**Directions for this task**
Pick out every line in the material below that contains the string "background", treating uppercase and lowercase as different, and copy each such line.

**Raw records**
########

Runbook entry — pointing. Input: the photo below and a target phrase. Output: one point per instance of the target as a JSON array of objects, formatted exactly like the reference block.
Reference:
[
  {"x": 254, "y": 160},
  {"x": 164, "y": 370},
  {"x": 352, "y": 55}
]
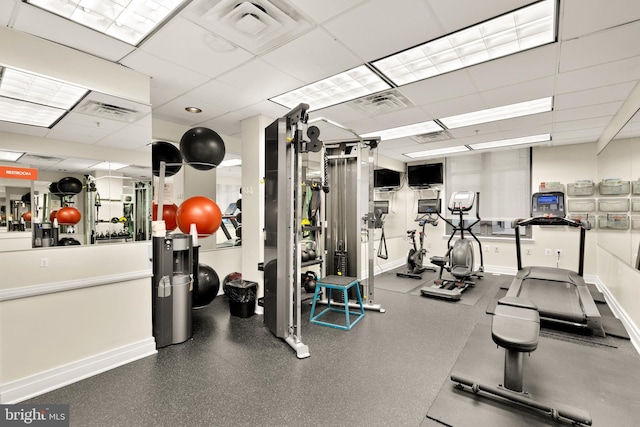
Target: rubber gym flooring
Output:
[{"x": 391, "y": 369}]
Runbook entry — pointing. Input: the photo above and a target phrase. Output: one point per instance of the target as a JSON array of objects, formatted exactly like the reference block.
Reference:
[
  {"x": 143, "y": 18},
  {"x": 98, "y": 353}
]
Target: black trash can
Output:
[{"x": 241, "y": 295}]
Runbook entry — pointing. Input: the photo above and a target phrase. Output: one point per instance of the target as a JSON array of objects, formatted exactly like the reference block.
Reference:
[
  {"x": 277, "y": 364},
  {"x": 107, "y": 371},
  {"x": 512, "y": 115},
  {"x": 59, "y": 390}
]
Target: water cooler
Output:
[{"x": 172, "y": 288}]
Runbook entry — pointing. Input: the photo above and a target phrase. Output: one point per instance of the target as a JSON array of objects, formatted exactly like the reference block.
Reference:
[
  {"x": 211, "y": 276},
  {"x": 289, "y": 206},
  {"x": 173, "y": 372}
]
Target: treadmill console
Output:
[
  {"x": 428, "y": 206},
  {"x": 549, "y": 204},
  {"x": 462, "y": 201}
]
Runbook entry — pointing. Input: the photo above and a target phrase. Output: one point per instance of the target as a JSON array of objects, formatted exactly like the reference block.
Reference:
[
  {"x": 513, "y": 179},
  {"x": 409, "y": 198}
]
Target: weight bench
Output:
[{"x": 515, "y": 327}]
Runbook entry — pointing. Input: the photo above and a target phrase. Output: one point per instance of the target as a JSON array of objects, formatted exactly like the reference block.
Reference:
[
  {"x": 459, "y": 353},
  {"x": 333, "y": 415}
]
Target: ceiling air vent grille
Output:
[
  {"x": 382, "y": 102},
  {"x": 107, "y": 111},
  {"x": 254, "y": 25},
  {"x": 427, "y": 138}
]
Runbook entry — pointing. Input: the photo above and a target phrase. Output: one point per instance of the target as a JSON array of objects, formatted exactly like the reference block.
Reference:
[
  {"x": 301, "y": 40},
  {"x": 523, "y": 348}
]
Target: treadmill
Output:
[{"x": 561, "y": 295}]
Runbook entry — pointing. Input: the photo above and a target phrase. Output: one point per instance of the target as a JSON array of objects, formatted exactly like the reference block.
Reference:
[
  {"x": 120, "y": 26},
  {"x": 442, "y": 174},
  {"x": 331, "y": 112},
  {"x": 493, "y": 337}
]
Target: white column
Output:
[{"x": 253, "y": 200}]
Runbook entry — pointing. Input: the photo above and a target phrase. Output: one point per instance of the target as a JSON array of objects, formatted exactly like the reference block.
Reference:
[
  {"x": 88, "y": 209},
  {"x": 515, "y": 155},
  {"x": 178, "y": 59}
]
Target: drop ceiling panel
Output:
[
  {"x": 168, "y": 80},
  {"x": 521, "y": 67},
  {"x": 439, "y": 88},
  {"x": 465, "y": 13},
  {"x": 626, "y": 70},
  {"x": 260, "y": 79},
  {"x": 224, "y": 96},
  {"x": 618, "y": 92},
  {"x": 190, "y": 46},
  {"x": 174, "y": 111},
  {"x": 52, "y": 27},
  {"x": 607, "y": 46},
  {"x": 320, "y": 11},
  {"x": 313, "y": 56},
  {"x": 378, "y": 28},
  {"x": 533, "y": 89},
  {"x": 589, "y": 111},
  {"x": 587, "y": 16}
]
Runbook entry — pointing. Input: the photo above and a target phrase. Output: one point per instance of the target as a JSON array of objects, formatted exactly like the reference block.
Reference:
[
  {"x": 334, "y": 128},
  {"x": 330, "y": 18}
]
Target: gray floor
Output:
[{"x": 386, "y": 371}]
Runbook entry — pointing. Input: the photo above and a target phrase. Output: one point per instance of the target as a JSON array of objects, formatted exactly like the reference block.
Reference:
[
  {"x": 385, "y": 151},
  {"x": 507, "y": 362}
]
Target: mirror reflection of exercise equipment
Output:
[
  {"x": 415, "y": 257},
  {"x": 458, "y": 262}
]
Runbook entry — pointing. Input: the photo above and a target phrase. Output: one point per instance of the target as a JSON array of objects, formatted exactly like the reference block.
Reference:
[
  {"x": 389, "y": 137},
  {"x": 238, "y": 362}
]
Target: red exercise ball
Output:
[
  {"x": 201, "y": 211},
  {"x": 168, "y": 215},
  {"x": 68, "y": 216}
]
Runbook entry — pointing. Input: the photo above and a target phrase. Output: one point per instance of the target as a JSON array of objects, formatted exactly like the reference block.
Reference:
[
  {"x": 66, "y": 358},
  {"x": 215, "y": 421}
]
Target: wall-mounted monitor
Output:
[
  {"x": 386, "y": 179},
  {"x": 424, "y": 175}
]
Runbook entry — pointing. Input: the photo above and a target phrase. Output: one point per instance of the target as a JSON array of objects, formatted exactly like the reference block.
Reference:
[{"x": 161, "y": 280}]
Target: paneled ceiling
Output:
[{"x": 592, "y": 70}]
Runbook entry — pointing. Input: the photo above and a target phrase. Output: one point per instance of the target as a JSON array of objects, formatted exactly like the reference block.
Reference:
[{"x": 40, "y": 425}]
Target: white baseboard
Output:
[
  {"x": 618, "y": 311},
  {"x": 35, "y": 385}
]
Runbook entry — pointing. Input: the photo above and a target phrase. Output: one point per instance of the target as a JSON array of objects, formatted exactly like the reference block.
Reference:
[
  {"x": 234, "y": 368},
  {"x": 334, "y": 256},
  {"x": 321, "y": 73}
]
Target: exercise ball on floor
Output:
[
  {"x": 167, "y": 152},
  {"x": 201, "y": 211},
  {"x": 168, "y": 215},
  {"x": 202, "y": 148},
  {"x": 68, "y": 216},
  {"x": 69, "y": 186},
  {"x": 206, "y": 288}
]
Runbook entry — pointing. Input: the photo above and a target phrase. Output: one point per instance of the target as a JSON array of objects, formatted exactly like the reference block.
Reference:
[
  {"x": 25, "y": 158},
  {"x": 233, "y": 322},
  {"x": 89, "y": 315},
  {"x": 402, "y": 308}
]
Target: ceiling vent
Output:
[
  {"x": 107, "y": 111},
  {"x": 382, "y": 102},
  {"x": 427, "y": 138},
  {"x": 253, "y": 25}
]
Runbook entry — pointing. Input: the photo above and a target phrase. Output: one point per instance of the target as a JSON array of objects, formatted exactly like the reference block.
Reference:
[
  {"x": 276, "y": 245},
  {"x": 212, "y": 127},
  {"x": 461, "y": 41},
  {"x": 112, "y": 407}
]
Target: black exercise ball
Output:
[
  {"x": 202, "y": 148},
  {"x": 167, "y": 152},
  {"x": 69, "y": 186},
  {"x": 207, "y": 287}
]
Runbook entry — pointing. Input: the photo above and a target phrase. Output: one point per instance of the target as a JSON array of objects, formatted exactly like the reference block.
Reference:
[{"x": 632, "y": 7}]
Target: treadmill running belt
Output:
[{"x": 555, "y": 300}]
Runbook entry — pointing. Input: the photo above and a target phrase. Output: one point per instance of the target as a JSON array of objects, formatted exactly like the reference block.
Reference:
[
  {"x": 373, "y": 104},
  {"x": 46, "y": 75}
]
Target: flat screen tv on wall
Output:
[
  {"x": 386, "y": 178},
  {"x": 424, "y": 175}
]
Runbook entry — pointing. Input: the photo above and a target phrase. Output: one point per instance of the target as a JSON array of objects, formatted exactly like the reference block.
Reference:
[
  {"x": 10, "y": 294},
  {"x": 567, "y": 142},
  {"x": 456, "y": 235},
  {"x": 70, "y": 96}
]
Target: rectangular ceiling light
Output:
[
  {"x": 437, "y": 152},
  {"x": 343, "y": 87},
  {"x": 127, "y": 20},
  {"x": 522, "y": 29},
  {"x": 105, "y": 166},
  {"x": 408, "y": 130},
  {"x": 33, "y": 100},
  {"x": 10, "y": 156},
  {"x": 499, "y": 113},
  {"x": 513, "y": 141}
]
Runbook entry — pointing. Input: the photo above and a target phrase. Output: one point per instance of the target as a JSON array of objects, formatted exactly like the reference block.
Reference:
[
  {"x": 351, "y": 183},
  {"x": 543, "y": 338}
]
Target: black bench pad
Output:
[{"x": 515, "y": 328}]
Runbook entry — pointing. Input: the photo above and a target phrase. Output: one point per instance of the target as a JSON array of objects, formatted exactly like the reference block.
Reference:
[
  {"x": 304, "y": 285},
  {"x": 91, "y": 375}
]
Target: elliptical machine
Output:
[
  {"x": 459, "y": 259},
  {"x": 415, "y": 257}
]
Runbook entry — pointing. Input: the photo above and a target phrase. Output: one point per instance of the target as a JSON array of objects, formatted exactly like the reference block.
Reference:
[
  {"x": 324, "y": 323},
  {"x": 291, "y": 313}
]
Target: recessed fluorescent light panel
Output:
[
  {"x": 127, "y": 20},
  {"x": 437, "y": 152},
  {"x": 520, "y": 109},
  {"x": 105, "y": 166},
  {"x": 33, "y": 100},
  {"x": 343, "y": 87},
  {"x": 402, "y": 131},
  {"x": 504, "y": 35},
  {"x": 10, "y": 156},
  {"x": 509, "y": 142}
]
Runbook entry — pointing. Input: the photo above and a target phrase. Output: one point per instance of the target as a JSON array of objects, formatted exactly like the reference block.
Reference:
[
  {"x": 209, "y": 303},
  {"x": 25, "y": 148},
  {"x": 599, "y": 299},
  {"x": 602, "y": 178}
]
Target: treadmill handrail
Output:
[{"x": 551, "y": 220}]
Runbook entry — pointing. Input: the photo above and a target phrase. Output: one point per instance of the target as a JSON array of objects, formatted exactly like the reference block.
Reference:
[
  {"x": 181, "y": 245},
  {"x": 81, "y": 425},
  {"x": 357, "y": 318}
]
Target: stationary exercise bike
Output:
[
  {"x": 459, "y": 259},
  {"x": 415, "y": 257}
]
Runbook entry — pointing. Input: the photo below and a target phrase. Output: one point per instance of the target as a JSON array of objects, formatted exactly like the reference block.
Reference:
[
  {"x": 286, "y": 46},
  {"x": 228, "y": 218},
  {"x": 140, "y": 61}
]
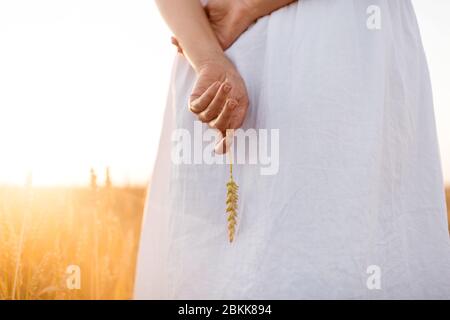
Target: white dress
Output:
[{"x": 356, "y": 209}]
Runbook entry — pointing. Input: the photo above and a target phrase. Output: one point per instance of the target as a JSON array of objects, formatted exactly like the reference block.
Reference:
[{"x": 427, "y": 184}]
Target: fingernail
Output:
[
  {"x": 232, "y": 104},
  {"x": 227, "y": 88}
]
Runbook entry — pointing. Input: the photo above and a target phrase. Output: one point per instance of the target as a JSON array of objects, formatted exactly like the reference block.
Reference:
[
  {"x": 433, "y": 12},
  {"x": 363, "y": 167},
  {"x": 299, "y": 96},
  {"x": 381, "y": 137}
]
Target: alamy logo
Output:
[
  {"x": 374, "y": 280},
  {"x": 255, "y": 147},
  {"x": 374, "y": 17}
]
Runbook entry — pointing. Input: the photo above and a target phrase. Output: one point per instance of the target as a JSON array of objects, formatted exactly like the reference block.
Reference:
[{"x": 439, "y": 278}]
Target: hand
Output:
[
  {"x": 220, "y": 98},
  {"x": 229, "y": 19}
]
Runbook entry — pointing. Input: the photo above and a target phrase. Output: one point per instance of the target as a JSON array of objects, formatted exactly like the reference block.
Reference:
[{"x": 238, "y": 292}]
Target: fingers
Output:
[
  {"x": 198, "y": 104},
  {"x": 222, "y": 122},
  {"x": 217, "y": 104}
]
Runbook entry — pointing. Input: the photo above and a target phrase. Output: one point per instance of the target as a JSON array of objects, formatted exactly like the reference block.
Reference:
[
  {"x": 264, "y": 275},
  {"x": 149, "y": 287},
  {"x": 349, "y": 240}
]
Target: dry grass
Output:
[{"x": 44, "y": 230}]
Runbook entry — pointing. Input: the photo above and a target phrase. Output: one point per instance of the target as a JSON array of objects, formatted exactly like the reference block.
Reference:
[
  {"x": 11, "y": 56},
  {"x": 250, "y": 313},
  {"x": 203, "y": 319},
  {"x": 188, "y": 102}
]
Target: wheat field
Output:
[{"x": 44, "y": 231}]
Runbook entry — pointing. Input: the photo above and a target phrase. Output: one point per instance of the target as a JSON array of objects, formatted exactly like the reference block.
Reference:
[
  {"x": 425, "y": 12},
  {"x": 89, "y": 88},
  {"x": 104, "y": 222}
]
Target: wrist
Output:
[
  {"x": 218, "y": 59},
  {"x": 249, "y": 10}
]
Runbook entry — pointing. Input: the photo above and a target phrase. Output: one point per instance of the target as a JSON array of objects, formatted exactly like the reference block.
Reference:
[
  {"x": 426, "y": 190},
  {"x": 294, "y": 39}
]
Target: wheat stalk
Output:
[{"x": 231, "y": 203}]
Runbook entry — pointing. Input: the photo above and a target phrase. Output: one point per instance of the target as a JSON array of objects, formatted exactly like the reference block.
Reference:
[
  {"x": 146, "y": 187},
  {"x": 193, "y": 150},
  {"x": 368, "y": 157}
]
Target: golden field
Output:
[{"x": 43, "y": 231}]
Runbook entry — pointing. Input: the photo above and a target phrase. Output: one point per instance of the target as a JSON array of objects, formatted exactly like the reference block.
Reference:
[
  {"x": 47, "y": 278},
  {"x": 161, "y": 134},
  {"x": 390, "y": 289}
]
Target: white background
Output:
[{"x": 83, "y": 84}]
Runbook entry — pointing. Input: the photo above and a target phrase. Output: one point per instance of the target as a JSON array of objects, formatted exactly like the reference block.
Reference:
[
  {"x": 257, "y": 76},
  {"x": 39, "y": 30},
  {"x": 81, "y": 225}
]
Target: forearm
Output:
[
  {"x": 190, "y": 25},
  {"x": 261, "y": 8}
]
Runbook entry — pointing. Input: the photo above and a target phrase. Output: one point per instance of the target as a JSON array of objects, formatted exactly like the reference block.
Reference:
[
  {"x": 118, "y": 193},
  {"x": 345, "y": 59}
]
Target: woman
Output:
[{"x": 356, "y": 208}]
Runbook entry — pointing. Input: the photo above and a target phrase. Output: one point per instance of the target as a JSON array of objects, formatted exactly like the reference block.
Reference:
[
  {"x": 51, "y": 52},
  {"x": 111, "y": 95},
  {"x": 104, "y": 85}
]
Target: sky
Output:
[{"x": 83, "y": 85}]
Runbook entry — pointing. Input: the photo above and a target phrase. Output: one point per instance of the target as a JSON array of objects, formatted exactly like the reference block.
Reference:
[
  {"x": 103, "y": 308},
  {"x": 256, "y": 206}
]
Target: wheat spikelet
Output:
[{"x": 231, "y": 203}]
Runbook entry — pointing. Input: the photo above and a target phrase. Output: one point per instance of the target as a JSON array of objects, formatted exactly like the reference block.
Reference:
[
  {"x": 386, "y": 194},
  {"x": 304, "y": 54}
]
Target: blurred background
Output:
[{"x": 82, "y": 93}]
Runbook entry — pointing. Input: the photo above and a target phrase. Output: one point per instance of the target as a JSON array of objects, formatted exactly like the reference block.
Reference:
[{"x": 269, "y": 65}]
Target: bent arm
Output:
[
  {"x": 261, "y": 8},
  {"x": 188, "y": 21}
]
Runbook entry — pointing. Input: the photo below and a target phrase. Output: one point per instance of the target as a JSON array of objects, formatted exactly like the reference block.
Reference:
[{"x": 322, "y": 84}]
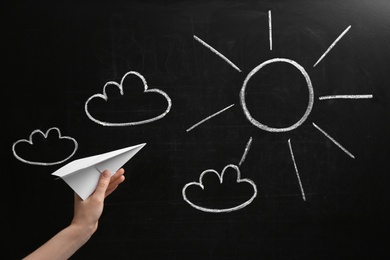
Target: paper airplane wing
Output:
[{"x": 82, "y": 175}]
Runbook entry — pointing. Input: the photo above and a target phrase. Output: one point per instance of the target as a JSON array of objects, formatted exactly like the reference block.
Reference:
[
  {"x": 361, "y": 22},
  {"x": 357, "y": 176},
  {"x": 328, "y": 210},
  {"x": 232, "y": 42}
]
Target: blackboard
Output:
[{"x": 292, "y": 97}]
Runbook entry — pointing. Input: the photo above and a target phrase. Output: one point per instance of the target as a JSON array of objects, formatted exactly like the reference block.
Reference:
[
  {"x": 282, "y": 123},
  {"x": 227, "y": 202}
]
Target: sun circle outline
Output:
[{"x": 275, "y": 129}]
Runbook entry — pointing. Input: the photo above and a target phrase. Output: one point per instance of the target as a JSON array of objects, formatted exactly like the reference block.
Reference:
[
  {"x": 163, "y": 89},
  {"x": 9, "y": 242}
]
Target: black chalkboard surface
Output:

########

**Answer for this exercise**
Target: white background
Target: blurred background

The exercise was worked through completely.